Work instructions:
Answer these questions using the text on The Best of Skyhooks:
1. Which label released the album?
2. Who left the band in late 1978?
3. What chart position did the album reach in Australia?

Excerpt to read:
——

Compilation album by Skyhooks
- Released: December 1979
- Recorded: 1974–1978
- Studio: TCS, Melbourne; Armstrong's, Melbourne; Trafalgar, Sydney; The Record Plant, Sausalito, California;
- Genre: Pop rock; glam rock;
- Length: 58:39
- Label: Mushroom/Festival
- Producer: Ross Wilson; Eddie Leonetti;

Skyhooks chronology
| Live! Be in It (1978) | The Best of Skyhooks (1979) | Hot for the Orient (1980) |

= The Best of Skyhooks =

The Best of Skyhooks is the second compilation album released in December 1979 by Australian band Skyhooks, following The Skyhooks Tapes in 1977. The album was released after lead singer Graeme Strachan left in late 1978. The album peaked at number 9 in Australia.

——

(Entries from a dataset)

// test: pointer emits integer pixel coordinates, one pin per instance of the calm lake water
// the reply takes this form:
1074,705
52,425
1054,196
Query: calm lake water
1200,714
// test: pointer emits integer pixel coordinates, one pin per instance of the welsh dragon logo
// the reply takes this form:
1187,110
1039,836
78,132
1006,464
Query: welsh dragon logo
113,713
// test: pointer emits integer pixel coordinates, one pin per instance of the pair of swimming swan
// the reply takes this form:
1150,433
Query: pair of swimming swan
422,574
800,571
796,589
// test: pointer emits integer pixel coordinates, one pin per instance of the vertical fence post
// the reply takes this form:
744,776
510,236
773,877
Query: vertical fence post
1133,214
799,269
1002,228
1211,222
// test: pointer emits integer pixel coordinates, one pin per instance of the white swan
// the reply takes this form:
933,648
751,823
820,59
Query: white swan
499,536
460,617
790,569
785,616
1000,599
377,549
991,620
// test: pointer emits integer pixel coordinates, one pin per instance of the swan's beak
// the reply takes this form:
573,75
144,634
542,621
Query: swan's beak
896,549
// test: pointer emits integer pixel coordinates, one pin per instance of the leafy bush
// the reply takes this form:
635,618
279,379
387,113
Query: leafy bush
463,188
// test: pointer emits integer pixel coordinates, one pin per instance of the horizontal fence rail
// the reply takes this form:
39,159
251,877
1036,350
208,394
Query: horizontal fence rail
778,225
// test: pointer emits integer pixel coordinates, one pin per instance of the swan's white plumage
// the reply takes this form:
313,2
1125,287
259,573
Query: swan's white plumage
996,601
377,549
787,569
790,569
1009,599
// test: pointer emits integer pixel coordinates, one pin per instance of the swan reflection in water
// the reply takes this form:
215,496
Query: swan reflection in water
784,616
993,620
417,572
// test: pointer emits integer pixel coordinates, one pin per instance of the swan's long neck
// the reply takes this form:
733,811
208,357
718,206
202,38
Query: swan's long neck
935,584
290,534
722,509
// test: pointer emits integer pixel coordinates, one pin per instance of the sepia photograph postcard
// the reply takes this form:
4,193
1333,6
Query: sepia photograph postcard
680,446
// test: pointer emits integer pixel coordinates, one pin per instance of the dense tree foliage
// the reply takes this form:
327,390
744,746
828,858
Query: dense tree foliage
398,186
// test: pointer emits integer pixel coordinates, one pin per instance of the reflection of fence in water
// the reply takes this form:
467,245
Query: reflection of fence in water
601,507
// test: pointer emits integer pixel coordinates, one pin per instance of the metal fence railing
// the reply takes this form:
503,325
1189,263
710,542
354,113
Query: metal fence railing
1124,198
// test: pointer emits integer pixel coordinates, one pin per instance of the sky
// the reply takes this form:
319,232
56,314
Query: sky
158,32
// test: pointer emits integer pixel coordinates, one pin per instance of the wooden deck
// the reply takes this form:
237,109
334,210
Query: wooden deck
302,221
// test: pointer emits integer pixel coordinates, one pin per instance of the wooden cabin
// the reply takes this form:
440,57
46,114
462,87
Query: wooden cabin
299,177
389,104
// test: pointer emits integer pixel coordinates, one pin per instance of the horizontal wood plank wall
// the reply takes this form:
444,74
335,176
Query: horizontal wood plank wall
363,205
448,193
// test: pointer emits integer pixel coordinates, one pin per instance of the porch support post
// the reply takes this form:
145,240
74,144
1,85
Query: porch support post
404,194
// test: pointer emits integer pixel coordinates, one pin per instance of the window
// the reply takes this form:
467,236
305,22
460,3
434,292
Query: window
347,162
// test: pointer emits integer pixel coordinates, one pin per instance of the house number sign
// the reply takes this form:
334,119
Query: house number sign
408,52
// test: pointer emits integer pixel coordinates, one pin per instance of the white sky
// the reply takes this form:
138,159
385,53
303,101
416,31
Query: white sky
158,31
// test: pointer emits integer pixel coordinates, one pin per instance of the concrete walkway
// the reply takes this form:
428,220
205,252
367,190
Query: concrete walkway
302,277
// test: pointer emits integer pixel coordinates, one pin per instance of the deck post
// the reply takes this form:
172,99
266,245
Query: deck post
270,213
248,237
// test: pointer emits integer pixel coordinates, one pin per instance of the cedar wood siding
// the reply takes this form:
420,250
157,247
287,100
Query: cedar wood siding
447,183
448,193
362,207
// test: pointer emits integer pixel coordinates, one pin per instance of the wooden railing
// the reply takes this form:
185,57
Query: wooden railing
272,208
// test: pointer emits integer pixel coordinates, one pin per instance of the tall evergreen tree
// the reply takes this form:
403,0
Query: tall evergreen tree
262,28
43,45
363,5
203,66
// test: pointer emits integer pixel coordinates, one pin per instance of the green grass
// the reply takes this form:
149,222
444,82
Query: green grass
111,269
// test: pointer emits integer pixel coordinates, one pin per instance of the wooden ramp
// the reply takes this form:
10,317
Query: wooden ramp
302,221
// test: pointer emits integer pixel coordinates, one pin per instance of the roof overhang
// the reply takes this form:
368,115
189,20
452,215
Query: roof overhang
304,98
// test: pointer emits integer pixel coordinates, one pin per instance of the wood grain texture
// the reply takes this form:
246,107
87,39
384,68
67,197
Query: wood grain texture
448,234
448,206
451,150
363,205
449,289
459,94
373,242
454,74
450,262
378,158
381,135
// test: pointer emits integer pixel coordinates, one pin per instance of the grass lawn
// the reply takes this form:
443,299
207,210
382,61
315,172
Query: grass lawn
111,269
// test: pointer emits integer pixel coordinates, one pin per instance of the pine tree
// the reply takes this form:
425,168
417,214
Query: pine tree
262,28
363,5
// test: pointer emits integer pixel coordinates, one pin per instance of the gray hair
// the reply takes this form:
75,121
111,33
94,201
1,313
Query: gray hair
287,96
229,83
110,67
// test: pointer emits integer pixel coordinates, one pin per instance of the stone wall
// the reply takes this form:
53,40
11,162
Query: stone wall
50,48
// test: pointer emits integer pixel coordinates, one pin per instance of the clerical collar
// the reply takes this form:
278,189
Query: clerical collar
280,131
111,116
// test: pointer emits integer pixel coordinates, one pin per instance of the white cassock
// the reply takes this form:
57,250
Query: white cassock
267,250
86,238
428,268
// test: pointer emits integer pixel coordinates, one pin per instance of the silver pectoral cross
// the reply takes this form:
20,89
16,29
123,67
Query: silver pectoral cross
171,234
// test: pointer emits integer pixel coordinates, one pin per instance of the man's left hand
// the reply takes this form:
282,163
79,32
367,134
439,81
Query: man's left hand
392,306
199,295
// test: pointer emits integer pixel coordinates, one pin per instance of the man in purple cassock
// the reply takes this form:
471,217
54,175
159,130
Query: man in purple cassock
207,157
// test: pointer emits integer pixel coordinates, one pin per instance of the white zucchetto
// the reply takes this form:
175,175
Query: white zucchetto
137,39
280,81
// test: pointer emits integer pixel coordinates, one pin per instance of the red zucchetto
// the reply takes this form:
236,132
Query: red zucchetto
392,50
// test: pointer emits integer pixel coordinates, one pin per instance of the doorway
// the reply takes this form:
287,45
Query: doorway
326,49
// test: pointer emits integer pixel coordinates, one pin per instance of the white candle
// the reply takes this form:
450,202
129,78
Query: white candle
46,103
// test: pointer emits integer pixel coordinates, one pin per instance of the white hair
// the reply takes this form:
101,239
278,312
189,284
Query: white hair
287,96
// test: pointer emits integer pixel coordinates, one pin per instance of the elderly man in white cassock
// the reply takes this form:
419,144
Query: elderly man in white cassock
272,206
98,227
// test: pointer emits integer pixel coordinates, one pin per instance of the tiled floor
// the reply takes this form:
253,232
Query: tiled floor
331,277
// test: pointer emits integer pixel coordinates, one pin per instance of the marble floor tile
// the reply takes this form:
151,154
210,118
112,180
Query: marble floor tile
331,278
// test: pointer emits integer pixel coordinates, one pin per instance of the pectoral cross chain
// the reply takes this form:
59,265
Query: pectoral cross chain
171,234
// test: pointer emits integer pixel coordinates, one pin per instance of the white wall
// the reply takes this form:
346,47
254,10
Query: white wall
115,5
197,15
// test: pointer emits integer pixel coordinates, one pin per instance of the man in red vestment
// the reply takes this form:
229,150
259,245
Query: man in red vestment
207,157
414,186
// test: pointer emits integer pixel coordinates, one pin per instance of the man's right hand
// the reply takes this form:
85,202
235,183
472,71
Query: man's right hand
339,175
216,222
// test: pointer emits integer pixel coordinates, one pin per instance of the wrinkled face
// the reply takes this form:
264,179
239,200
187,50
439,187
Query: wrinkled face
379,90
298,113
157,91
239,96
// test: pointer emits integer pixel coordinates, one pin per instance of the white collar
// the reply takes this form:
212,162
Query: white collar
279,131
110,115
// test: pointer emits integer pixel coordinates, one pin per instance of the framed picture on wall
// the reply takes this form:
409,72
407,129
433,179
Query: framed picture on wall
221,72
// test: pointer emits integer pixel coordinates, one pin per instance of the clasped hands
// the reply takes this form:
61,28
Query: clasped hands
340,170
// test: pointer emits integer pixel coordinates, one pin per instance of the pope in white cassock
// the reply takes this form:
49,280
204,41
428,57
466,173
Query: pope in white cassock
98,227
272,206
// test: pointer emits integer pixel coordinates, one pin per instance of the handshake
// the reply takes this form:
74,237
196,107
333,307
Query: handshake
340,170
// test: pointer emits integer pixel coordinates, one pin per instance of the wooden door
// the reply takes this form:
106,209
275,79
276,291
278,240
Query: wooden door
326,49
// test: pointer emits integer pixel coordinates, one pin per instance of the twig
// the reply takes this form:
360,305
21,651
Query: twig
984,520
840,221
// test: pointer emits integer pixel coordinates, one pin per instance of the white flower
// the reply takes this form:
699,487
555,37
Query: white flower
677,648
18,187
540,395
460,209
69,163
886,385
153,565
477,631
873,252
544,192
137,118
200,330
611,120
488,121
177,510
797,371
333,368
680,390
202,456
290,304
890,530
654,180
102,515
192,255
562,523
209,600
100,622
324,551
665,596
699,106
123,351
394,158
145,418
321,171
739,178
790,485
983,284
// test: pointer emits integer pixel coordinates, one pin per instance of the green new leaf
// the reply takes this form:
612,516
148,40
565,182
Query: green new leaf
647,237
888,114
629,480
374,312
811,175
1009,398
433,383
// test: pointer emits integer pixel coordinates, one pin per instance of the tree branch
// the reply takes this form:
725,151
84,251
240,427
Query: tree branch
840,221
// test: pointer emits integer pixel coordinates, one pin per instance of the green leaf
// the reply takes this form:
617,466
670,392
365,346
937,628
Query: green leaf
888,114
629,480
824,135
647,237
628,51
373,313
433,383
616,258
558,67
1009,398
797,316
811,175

——

The result:
1. Mushroom/Festival
2. Lead singer Graeme Strachan
3. Number 9